* _Exercise_:
Copy each line in the data below that contains the word "glass".

---------------

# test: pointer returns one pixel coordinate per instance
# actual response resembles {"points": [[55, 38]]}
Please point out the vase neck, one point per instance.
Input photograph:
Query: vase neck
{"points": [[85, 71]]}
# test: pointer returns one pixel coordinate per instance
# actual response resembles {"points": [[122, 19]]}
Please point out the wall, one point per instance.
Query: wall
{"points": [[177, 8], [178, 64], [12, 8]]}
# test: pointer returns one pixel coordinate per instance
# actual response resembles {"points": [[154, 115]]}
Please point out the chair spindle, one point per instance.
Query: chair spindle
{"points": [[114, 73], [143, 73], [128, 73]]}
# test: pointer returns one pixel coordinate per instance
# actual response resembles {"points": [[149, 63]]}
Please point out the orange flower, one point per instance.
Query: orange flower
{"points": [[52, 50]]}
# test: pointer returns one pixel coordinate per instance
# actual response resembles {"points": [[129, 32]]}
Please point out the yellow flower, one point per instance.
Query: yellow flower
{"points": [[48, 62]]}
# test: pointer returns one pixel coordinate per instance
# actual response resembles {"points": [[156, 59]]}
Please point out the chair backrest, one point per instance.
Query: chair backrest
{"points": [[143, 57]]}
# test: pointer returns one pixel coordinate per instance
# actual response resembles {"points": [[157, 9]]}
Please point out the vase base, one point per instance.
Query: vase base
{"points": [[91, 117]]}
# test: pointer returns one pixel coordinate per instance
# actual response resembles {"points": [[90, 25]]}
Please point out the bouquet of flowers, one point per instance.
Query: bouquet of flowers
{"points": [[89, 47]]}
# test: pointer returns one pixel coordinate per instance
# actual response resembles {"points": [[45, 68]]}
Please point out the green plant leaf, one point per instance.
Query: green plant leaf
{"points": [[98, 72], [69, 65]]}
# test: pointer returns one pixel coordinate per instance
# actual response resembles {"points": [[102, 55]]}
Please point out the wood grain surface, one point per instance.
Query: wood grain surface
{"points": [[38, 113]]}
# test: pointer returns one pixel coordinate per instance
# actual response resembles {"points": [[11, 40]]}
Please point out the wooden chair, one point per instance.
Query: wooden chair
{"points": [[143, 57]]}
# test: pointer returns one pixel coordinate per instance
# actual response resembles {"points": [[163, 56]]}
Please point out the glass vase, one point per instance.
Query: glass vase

---------------

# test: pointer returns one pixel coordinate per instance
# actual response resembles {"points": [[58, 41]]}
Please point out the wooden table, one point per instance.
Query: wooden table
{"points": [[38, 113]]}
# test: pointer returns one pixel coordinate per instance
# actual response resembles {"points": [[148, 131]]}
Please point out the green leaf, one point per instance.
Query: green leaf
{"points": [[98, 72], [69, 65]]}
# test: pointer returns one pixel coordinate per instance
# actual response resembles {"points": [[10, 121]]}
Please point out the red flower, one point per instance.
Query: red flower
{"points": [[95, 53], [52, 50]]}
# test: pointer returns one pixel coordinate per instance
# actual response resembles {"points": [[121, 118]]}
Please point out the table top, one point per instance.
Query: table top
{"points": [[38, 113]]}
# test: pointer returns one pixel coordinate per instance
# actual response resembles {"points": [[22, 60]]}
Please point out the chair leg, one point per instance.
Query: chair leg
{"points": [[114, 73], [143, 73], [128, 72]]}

---------------

* _Reply to the task_:
Please point out the glass vase, one point per instance.
Query: glass vase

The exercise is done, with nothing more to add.